* _REQUIRED WORK_
Recast the lines from the one containing "point_to finds the limestone" through the one containing "pixel 402 163", both included, as a Markdown table with the columns Index and Entry. Give each line its running number under Index and the line under Entry, omitting blank lines and everything outside that stretch of the rows below.

■ ■ ■ ■ ■ ■ ■

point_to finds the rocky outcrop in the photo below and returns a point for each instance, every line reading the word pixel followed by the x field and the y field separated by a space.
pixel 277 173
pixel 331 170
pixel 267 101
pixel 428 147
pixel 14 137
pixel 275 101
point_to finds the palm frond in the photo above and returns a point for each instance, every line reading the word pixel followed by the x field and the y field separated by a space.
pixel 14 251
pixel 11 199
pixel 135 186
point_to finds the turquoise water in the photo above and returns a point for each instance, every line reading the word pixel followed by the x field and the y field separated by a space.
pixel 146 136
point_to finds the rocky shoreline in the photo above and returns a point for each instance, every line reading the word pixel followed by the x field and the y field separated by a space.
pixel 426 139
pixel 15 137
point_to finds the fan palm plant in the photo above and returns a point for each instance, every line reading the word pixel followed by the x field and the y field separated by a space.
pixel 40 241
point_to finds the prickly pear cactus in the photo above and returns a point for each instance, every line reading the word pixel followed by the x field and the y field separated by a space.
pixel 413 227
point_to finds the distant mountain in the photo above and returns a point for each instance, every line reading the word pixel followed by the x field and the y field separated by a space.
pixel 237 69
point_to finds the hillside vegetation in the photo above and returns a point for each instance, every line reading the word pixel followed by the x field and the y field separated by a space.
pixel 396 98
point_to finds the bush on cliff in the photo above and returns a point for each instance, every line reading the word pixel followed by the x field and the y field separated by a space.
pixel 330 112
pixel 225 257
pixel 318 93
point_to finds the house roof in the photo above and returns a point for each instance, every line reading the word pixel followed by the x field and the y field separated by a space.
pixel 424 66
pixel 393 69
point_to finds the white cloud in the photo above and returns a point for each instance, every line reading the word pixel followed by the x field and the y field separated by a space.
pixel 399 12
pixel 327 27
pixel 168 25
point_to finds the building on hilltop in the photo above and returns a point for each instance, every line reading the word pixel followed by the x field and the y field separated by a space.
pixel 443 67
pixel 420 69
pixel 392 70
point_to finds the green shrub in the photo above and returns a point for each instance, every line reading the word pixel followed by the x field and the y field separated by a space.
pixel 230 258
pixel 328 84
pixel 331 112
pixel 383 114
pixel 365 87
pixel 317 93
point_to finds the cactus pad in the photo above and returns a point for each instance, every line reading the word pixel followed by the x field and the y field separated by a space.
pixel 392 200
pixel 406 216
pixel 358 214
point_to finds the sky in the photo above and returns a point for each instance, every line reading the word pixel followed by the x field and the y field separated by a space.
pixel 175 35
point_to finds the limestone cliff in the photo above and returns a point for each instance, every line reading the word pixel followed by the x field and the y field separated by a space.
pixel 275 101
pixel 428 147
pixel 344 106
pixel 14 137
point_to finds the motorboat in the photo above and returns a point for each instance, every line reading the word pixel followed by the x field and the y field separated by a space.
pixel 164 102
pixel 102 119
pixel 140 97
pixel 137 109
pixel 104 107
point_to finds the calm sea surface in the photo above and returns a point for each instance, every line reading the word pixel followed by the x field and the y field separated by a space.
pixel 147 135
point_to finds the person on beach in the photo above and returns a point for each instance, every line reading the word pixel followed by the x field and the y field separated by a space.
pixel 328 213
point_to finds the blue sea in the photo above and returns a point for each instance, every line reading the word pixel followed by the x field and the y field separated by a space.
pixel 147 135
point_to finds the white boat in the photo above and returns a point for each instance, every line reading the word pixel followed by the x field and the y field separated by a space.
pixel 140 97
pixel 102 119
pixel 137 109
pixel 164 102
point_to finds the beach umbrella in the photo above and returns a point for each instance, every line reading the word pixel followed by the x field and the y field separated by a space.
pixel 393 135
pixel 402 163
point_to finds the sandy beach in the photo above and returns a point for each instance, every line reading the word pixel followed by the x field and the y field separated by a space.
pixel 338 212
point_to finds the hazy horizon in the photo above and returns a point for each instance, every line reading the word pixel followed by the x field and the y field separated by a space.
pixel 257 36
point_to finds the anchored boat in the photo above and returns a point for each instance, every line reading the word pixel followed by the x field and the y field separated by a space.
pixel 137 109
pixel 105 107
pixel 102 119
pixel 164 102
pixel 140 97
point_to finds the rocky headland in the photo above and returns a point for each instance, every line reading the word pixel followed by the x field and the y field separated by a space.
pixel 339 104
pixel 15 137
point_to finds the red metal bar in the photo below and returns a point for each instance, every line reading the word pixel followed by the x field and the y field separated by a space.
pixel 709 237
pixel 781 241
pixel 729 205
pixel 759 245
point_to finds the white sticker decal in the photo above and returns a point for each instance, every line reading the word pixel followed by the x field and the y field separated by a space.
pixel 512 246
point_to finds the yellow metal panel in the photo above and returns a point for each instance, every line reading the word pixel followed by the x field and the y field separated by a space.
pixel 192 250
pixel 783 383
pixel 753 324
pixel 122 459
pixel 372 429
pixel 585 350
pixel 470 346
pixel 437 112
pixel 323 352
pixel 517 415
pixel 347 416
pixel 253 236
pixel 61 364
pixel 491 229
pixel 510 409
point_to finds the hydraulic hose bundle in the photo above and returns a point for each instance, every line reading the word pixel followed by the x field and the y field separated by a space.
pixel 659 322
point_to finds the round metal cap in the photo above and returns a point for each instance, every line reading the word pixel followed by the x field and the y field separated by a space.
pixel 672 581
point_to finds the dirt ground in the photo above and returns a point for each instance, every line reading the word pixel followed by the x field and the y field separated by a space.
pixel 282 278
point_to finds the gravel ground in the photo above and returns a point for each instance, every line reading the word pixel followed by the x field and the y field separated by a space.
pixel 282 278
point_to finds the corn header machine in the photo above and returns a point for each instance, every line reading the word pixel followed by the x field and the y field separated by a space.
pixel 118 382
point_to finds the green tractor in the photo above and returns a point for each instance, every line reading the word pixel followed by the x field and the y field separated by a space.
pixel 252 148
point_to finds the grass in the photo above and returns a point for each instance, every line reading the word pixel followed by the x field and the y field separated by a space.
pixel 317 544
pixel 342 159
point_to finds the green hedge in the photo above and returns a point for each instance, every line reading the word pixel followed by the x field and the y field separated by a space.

■ ■ ■ ■ ■ ■ ■

* _EXPECTED ANSWER_
| Index | Entry |
|---|---|
| 1 | point_to finds the limestone cliff in the photo above and returns a point for each instance, every line reading the word pixel followed by the x field and the y field separated by a space. |
| 2 | pixel 275 101 |
| 3 | pixel 428 147 |
| 4 | pixel 344 106 |
| 5 | pixel 14 137 |
| 6 | point_to finds the motorboat in the photo above and returns a point for each instance, every line reading the word pixel followed by the x field and the y field separated by a space. |
| 7 | pixel 164 102 |
| 8 | pixel 102 119 |
| 9 | pixel 140 97 |
| 10 | pixel 137 109 |
| 11 | pixel 104 107 |
| 12 | point_to finds the calm sea surface in the photo above and returns a point for each instance, every line reading the word pixel followed by the x field and the y field separated by a space. |
| 13 | pixel 147 135 |
| 14 | point_to finds the person on beach in the photo above and returns a point for each instance, every line reading the word pixel followed by the x field and the y field separated by a space. |
| 15 | pixel 328 213 |
| 16 | point_to finds the blue sea in the photo above and returns a point for each instance, every line reading the word pixel followed by the x field and the y field separated by a space. |
| 17 | pixel 147 135 |
| 18 | point_to finds the white boat in the photo above and returns a point for each instance, every line reading the word pixel followed by the x field and the y field separated by a space. |
| 19 | pixel 140 97 |
| 20 | pixel 102 119 |
| 21 | pixel 137 109 |
| 22 | pixel 164 102 |
| 23 | point_to finds the beach umbrella in the photo above and returns a point for each instance, every line reading the word pixel followed by the x field and the y field separated by a space. |
| 24 | pixel 393 135 |
| 25 | pixel 402 163 |